GIVEN PROBLEM: Only the lines from the one containing "mark: the woman's hand" through the end of the entries should be repeated, exactly as they appear, first and last included.
==== THE INPUT ====
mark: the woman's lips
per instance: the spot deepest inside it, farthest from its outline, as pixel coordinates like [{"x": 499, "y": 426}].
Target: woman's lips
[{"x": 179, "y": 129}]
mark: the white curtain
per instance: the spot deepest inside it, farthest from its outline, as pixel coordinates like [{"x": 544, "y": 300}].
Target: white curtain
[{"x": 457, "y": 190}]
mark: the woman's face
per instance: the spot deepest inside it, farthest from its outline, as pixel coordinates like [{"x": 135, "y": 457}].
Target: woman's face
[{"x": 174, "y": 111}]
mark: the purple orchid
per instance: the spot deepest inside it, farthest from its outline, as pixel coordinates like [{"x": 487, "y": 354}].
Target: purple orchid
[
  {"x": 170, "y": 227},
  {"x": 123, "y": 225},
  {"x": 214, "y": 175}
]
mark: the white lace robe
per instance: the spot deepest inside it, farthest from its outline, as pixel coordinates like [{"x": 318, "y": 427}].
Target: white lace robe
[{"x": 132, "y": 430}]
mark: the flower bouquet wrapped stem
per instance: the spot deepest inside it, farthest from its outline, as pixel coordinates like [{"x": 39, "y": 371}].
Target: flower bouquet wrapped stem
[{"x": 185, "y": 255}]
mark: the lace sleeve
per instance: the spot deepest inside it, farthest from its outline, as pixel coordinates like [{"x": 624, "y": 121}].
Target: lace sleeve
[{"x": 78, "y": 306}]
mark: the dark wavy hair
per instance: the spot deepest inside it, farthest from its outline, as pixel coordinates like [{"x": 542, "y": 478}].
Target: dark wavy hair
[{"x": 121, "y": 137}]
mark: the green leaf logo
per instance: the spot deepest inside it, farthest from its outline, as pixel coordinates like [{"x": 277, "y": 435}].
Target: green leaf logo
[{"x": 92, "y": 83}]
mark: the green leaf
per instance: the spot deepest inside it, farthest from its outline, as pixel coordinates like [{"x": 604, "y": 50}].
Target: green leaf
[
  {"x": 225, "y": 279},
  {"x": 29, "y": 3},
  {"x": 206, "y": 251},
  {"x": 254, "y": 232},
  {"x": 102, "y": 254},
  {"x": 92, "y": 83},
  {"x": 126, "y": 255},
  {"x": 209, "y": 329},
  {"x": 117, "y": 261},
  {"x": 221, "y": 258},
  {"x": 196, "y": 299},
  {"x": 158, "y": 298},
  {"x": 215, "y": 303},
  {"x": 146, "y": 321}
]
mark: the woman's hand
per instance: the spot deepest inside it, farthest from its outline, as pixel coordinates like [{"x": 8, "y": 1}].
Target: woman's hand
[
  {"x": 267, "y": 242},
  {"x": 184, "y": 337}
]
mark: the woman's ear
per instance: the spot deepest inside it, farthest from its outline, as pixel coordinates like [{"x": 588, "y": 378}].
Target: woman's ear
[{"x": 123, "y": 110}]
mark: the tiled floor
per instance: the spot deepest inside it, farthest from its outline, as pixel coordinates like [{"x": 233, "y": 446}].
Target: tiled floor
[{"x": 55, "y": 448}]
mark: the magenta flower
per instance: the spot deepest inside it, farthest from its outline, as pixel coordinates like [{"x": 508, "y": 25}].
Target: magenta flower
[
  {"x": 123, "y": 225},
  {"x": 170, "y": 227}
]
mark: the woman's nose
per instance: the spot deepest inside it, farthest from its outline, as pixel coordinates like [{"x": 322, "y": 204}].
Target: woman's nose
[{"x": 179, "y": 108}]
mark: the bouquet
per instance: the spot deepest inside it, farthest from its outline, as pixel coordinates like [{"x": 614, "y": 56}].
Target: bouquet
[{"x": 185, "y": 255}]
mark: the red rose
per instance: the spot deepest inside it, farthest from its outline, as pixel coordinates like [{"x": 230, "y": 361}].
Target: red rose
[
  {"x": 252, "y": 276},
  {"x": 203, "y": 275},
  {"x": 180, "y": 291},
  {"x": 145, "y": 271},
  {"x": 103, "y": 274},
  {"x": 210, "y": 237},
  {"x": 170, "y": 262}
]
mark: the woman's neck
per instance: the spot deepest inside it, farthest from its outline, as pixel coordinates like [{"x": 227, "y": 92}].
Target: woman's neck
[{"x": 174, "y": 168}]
====
PROBLEM SOLUTION:
mark: the woman's hand
per instance: the spot deepest inside it, farthest from its outline, as pixel coordinates like [{"x": 8, "y": 1}].
Target: woman's hand
[
  {"x": 267, "y": 242},
  {"x": 184, "y": 337}
]
mark: the woman's ear
per instance: the spot deepest inside it, farthest from its outline, as pixel coordinates like [{"x": 588, "y": 378}].
Target: woman's ear
[{"x": 123, "y": 110}]
mark: the tiled floor
per instance: the spot deepest inside it, farthest from its outline, as pixel coordinates like [{"x": 233, "y": 446}].
Target: tiled floor
[{"x": 55, "y": 448}]
mark: the magenta flower
per instance: the spot deepest inside it, farthest from its outline, as pixel coordinates like [{"x": 508, "y": 25}].
Target: magenta flower
[
  {"x": 123, "y": 225},
  {"x": 170, "y": 227}
]
mark: the woman's nose
per instance: the spot deepest inside it, farthest from its outline, as pixel coordinates like [{"x": 322, "y": 204}].
Target: woman's nose
[{"x": 179, "y": 108}]
mark: the bouquet
per instance: the spot deepest inside it, farthest from its outline, as pixel coordinates like [{"x": 614, "y": 56}].
Target: bouquet
[{"x": 185, "y": 255}]
mark: the red rose
per instance: the spot deepest inside it, farthest from its outline, as pixel coordinates like [{"x": 230, "y": 361}].
Target: red rose
[
  {"x": 252, "y": 276},
  {"x": 203, "y": 275},
  {"x": 180, "y": 291},
  {"x": 145, "y": 271},
  {"x": 103, "y": 274},
  {"x": 210, "y": 237},
  {"x": 170, "y": 262}
]
mark: the woman's neck
per instance: the spot deepest inside it, farthest from its outline, as pixel coordinates like [{"x": 227, "y": 92}].
Target: woman's neck
[{"x": 174, "y": 168}]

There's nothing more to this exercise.